■ **Data shown**
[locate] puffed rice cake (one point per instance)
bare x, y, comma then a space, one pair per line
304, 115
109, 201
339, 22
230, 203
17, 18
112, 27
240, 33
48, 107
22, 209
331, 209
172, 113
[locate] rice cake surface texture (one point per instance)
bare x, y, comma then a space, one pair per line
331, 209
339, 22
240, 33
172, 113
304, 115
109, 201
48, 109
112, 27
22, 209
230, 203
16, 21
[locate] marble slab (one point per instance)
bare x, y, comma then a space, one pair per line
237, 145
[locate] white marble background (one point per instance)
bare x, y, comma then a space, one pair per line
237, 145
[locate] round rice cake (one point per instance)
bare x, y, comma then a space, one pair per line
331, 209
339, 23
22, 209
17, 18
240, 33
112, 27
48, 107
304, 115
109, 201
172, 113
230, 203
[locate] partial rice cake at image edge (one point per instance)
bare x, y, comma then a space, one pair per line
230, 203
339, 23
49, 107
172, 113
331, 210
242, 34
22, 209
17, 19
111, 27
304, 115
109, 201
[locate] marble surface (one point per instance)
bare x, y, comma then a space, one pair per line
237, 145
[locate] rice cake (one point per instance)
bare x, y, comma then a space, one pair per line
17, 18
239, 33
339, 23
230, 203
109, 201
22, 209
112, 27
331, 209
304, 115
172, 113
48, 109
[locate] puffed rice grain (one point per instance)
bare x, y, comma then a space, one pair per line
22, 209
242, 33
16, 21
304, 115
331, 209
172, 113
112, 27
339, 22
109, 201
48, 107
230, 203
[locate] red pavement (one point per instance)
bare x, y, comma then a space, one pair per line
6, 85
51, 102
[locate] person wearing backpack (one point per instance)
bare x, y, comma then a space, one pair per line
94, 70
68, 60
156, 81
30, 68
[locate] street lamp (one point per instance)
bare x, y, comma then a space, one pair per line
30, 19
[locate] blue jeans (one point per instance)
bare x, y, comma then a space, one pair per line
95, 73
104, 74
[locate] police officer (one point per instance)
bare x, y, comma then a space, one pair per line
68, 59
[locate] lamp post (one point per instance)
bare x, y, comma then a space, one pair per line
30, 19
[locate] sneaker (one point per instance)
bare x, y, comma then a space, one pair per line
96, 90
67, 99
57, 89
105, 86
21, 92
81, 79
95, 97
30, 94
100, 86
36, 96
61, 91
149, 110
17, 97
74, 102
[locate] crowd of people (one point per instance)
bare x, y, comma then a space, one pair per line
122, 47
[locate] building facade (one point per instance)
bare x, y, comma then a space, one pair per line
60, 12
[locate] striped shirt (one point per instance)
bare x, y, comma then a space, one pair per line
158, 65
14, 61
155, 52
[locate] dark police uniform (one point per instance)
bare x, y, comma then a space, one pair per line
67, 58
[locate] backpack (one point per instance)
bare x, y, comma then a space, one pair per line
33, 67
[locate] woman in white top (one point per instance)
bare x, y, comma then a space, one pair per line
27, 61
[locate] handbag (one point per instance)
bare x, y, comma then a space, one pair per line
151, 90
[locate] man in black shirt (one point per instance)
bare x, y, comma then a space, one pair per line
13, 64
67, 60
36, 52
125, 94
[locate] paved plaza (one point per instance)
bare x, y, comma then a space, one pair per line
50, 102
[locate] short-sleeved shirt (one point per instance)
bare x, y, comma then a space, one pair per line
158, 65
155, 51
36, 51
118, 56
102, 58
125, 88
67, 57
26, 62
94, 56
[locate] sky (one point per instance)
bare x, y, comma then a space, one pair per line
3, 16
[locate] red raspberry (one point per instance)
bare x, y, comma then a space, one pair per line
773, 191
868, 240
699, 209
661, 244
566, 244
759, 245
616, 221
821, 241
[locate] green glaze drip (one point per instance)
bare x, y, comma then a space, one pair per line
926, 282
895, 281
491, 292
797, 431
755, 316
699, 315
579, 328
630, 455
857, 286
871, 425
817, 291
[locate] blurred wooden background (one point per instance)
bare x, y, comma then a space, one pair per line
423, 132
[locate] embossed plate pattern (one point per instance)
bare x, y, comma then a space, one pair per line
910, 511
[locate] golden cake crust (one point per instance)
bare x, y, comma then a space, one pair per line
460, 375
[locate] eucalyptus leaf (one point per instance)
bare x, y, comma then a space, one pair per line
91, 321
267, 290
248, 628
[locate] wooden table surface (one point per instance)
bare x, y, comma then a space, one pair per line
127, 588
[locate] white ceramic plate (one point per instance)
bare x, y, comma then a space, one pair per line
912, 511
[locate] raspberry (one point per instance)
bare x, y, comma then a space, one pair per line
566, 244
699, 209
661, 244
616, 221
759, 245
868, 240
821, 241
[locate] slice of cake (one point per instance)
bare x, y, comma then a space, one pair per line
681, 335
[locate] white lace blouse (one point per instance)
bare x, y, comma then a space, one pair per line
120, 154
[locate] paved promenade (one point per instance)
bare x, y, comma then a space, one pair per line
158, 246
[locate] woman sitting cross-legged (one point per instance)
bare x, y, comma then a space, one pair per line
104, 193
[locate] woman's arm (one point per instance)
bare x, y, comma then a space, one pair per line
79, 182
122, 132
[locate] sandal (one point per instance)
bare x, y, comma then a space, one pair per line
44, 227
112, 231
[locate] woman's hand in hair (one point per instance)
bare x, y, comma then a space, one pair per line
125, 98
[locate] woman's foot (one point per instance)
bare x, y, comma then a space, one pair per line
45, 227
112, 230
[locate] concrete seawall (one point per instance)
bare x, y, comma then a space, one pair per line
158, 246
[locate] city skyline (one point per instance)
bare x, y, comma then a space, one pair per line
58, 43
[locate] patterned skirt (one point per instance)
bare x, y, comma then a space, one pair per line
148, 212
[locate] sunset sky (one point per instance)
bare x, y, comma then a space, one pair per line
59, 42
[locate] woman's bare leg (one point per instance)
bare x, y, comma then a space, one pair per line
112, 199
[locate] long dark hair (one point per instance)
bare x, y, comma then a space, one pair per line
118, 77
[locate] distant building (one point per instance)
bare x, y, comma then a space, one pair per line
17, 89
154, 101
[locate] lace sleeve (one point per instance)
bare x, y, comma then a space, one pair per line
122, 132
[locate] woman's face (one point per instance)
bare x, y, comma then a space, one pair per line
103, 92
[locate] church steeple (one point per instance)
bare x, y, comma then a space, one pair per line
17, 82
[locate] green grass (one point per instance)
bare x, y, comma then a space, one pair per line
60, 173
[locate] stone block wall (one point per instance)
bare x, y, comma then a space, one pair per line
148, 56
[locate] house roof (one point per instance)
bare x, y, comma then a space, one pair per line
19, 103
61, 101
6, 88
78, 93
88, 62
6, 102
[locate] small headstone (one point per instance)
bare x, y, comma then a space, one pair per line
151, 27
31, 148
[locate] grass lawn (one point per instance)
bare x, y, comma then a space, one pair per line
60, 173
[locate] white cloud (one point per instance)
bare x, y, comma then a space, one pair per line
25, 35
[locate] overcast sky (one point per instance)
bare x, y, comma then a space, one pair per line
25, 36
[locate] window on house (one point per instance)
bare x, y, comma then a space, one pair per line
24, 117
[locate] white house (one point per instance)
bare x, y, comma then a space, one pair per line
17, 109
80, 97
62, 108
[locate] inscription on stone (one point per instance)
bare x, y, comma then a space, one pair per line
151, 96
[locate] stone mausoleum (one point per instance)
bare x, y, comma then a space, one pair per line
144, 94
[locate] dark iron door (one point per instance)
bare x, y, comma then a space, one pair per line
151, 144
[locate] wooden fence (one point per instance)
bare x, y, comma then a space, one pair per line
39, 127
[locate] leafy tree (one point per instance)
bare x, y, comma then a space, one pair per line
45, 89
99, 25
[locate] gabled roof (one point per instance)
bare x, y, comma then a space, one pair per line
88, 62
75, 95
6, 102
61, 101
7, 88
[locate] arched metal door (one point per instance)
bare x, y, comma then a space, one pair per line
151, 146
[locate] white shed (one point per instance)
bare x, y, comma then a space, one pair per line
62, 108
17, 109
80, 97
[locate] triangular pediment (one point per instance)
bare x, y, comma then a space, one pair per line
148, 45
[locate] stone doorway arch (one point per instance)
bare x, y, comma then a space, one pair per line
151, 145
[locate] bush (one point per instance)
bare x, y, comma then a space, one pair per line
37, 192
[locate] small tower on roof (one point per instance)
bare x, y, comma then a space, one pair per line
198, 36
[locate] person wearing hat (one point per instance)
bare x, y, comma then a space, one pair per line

■ **Objective**
In the listing above, find the line containing "[locate] grass lawn (one point per instance)" and please quote exactly that line through the last one, and no other lines.

■ **The output**
[locate] grass lawn (one point per instance)
bare x, y, comma then a space, one pair per line
60, 173
[locate] white cloud (one point per instance)
bare x, y, comma then a space, one pair per line
25, 35
[locate] overcast sky (one point per instance)
bare x, y, comma then a space, one pair per line
25, 36
[locate] window on house (one point per instance)
bare x, y, comma then a space, one pair per line
24, 117
[locate] white house (one point per instance)
bare x, y, comma then a space, one pair per line
17, 109
80, 97
62, 108
[locate] inscription on stone (one point per instance)
bare x, y, comma then a space, one pair per line
151, 96
[locate] stone mausoleum (one point per instance)
bare x, y, comma then a space, one pair per line
144, 94
[locate] dark iron door (one point per instance)
bare x, y, comma then a space, one pair per line
151, 144
[locate] wooden fence (one point per instance)
bare x, y, comma then a space, one pair per line
39, 127
[locate] leafy tree (one point per instance)
bare x, y, comma then a space, one pair per line
45, 89
99, 25
[locate] gabled roof (one point per instance)
bare x, y, comma then a space, one pair per line
88, 62
75, 95
6, 102
61, 101
7, 88
[locate] arched metal door (one point per instance)
bare x, y, comma then a space, one pair per line
151, 146
[locate] white shed (one point per instance)
bare x, y, comma then a space, one pair per line
62, 108
17, 109
80, 97
[locate] triangular pediment (one point per instance)
bare x, y, comma then a space, one pair per line
148, 45
[locate] stone doorway arch (one point per instance)
bare x, y, comma then a space, one pair per line
151, 145
[locate] bush (one point per instance)
bare x, y, comma then a space, one pair per line
37, 192
[locate] small tower on roof (one point per instance)
bare x, y, comma then a space, one pair per line
198, 36
[locate] person wearing hat (one point per instance)
bare x, y, comma then a space, one pair per line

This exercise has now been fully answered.